■ **Extracto de la página**:
Jueves Santo (B)

28. marzo 2024 | Por | Categoria: Charla Dominical

No se sabe por dónde empezar cuando se quiere hablar del amor que Jesucristo derrochó en este día del Jueves Santo.
Porque Aquel que no había hecho más que amar a lo largo de toda su vida llegó hoy a unos extremos inconcebibles. Es la palabra del Evangelio de Juan:
– “Habiendo amado a los suyos que estaban en el mundo, los amó hasta el fin”, hasta límites nunca antes soñados, hasta detalles jamás pensados por nadie…

Santo Tomás Moro, el Canciller inglés del Rey apóstata Enrique VIII, preso en la cárcel y poco antes de derramar su sangre en defensa de la fe católica, con el recuerdo vivo de la esposa y los hijos que estaban desolados, escribió estas palabras llenas de angustia:
– ¡Señor, qué duro es amar y no poder manifestarlo!…

Era la angustia de Jesús en los momentos solemnes de la Ultima Cena. Pero, con una gran diferencia del mártir inglés. Jesús amaba, sentía la angustia de la partida, y tenía en su mano el poder manifestar el amor inmenso de su Corazón.

■ **Datos proporcionados**:
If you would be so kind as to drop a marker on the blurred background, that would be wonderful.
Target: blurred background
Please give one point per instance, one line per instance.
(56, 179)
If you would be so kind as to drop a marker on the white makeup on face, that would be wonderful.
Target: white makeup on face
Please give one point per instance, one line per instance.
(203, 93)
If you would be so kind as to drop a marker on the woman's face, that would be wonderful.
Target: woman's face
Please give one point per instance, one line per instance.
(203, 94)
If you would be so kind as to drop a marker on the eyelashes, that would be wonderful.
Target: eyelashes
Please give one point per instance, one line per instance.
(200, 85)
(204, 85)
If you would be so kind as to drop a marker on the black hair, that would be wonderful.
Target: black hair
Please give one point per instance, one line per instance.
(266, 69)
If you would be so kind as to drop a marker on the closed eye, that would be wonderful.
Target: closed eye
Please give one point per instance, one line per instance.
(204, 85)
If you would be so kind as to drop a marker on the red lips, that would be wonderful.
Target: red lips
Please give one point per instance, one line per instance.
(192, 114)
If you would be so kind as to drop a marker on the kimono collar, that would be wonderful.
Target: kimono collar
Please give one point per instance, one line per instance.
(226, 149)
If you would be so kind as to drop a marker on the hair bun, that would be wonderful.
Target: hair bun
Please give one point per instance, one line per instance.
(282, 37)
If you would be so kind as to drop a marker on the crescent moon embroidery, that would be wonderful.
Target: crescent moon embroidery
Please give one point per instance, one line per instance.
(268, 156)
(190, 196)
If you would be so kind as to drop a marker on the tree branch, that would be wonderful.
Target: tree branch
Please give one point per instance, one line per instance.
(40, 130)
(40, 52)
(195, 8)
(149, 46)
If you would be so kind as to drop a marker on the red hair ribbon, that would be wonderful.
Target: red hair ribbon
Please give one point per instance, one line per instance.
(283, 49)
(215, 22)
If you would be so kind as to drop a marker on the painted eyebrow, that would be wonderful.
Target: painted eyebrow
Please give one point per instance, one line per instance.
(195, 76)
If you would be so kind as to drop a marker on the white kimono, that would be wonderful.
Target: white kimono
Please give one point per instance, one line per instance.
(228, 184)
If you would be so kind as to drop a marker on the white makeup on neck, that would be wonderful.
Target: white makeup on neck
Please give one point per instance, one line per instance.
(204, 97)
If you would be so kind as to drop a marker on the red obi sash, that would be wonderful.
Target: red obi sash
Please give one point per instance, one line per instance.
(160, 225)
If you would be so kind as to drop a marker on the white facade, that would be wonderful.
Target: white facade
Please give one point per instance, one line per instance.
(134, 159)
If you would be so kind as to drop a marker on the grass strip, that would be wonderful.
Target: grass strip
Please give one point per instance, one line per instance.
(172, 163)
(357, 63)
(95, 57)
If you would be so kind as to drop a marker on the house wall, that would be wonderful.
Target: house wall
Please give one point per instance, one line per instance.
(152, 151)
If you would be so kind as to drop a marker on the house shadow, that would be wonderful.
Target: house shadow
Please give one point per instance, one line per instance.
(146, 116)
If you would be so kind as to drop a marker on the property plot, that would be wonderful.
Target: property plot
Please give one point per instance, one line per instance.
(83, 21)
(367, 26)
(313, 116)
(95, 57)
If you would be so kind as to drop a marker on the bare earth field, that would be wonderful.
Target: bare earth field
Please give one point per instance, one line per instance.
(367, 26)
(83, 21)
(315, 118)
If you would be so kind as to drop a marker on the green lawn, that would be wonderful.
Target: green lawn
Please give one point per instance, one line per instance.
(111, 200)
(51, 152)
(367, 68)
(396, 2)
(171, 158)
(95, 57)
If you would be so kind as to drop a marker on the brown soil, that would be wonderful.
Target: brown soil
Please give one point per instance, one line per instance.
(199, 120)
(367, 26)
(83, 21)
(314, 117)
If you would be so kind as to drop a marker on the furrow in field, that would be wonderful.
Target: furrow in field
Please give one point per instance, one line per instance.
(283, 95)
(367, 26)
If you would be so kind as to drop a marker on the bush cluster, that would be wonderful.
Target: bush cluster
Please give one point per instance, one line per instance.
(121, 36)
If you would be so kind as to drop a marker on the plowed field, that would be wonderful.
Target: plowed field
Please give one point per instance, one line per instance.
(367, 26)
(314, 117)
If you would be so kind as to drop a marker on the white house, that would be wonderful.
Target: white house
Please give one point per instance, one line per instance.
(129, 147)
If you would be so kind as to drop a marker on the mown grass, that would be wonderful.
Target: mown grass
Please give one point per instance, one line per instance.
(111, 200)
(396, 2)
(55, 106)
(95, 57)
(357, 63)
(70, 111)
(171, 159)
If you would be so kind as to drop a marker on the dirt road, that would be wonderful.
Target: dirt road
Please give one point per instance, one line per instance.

■ **Ejercicios**:
1. Enumera todas las personas que el texto sobre el Jueves Santo menciona por su nombre propio.
2. Reproduce literalmente el fragmento del texto sobre el Jueves Santo que empieza en las palabras "Era la angustia" y termina tras "de su Corazón.".

■ **Respuestas por ejercicio**:
1. Jesucristo (también llamado Jesús), Juan, Santo Tomás Moro y Enrique VIII.

2.
Era la angustia de Jesús en los momentos solemnes de la Ultima Cena. Pero, con una gran diferencia del mártir inglés. Jesús amaba, sentía la angustia de la partida, y tenía en su mano el poder manifestar el amor inmenso de su Corazón.